## [The problem]
Could you print the entries below exactly, starting at the line that contains "If you would be willing to tag the dark vehicle" and stopping after the last one?

■ ■ ■

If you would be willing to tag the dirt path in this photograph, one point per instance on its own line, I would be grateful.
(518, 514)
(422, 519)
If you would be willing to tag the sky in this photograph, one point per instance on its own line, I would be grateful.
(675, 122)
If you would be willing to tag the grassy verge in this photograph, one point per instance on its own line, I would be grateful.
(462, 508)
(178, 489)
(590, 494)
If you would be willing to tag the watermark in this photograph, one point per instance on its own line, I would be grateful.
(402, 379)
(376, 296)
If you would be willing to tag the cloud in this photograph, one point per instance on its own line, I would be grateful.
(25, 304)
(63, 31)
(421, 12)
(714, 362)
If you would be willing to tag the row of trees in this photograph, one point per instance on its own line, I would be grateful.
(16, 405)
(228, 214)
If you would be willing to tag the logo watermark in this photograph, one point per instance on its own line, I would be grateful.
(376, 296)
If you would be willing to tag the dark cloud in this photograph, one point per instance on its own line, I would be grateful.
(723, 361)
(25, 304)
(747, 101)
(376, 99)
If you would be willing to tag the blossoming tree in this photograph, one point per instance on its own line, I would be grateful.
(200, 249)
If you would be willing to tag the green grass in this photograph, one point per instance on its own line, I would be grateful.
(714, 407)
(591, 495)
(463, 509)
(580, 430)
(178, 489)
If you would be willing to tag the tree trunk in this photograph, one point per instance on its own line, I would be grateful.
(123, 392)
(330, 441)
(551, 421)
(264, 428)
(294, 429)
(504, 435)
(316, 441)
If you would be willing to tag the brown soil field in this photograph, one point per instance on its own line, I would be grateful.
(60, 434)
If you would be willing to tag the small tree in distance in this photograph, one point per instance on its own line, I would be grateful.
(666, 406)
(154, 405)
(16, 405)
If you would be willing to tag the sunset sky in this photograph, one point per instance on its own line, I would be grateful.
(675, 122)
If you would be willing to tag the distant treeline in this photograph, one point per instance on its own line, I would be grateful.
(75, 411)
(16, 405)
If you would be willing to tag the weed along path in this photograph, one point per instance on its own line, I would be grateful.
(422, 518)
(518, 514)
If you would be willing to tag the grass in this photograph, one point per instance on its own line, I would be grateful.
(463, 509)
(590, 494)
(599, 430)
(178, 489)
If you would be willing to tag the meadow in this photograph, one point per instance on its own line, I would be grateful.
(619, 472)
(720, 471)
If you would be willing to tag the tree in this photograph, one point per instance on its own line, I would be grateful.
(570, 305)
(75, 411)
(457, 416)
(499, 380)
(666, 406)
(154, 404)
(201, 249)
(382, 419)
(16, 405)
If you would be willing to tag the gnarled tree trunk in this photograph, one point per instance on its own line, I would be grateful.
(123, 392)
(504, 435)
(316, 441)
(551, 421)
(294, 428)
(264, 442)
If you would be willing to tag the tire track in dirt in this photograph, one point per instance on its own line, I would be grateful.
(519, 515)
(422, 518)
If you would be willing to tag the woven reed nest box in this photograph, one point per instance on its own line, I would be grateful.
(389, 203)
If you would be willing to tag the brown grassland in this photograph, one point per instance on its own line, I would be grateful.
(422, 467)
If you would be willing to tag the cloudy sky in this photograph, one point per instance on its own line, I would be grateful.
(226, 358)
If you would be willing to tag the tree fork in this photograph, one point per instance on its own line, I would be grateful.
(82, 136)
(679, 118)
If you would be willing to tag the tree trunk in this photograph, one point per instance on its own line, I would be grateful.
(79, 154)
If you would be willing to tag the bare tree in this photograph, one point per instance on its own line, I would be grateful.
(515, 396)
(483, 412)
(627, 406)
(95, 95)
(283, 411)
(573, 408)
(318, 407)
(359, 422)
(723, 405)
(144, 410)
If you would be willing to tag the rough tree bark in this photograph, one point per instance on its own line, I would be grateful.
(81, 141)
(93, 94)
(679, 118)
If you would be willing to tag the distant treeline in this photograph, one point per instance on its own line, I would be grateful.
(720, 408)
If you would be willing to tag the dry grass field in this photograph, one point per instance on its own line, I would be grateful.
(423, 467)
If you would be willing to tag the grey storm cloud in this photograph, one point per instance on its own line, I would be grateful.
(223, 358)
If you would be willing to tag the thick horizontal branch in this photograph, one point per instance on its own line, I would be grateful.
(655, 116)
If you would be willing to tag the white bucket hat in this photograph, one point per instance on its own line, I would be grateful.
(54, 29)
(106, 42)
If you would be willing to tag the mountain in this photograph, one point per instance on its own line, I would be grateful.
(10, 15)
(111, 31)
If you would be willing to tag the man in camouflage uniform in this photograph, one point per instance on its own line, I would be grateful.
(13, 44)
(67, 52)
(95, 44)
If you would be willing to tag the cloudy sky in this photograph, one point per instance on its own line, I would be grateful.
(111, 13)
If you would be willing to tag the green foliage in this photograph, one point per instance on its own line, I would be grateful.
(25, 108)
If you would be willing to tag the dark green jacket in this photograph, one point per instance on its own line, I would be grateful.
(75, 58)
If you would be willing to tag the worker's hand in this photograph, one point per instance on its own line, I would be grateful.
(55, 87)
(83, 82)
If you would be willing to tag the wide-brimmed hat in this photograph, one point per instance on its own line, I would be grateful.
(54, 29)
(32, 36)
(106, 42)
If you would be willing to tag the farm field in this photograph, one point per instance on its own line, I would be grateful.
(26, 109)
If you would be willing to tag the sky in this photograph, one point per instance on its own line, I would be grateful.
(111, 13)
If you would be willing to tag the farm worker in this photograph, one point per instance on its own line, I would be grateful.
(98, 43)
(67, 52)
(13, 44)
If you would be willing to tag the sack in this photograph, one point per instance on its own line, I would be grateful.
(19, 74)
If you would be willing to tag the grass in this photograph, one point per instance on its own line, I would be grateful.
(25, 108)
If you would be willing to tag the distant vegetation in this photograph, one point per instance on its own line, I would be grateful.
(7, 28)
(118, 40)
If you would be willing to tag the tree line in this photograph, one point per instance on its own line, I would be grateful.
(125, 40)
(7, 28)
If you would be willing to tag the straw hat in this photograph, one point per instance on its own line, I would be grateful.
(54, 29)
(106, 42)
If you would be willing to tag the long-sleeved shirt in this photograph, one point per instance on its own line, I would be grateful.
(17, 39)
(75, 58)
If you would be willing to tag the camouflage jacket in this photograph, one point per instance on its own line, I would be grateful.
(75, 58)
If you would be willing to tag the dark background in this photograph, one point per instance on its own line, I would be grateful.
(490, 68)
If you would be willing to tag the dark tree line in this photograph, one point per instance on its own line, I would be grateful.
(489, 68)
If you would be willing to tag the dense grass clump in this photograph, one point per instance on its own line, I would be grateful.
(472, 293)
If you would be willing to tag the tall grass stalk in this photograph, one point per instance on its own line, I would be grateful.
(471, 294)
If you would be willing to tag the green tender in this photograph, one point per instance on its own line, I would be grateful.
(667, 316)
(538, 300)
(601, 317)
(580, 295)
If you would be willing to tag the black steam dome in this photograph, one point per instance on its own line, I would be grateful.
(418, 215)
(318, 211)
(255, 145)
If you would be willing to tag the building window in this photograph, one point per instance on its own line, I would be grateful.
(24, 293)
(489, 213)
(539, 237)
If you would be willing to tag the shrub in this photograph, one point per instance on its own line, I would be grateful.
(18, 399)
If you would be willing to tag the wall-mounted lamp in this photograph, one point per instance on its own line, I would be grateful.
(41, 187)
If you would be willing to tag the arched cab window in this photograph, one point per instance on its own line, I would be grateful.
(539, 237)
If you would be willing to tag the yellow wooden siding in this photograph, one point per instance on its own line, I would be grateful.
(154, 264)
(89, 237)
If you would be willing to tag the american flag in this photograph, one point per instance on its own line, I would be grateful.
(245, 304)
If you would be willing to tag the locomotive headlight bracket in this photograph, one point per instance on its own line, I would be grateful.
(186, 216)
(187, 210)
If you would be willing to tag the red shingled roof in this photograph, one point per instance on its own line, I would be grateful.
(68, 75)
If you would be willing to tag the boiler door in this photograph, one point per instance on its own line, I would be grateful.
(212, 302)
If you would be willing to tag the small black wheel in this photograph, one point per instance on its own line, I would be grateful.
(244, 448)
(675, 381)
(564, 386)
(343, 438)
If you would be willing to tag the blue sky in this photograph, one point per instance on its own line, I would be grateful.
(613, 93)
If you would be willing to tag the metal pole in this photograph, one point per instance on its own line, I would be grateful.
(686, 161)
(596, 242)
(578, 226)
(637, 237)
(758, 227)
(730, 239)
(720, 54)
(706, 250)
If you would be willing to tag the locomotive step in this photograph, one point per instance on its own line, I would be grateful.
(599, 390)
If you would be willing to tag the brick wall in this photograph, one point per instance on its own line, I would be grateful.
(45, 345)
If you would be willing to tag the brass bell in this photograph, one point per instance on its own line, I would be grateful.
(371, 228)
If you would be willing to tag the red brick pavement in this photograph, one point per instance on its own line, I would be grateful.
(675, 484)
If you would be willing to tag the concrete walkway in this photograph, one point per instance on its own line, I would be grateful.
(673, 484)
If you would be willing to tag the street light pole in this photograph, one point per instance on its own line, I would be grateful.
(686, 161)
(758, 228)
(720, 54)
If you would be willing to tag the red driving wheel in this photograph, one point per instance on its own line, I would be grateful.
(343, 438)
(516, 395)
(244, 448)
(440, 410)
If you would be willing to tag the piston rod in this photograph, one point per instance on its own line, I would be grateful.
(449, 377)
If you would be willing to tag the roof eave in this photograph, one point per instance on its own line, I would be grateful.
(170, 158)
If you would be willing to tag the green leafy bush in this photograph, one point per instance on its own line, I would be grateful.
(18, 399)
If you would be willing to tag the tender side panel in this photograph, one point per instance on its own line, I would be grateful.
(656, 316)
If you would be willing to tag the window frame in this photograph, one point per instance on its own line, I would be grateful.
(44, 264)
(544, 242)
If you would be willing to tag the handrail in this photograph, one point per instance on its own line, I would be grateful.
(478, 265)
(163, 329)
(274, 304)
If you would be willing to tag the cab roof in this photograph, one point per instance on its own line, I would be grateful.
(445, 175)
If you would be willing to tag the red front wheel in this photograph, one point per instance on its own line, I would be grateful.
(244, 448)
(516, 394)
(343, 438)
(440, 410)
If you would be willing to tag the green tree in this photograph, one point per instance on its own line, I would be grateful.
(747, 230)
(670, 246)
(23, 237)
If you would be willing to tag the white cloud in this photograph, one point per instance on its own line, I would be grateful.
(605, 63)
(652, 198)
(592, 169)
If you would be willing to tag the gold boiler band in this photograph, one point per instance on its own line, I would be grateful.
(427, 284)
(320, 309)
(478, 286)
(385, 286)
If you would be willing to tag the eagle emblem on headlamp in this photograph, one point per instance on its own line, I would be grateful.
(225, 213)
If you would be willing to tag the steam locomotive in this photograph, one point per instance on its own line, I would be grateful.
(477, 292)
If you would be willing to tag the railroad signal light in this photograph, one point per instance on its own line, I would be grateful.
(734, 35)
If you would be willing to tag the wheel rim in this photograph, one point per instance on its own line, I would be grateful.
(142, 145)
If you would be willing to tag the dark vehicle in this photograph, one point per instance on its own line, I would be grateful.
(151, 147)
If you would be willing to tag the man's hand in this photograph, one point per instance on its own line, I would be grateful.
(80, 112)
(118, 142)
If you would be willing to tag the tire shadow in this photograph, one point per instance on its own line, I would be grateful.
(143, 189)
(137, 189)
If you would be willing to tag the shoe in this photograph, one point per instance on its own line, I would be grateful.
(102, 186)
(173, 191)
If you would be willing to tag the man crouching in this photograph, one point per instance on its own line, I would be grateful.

■ ■ ■

## [Answer for this exercise]
If you would be willing to tag the dark vehicle in this photograph, one point per instance on its own line, I would be grateful.
(151, 147)
If you would be willing to tag the man's hand in this photograph, one point per instance on its own line, I would be grateful.
(80, 112)
(118, 142)
If you would be willing to tag the tire shadow in this photograph, one point per instance on its own line, I would be grateful.
(143, 189)
(137, 189)
If you would be willing to tag the shoe in this photograph, one point per instance on its own line, I would be grateful.
(102, 186)
(173, 191)
If you would be willing to tag the man crouching in this photograph, one point per instance on its own line, I would be grateful.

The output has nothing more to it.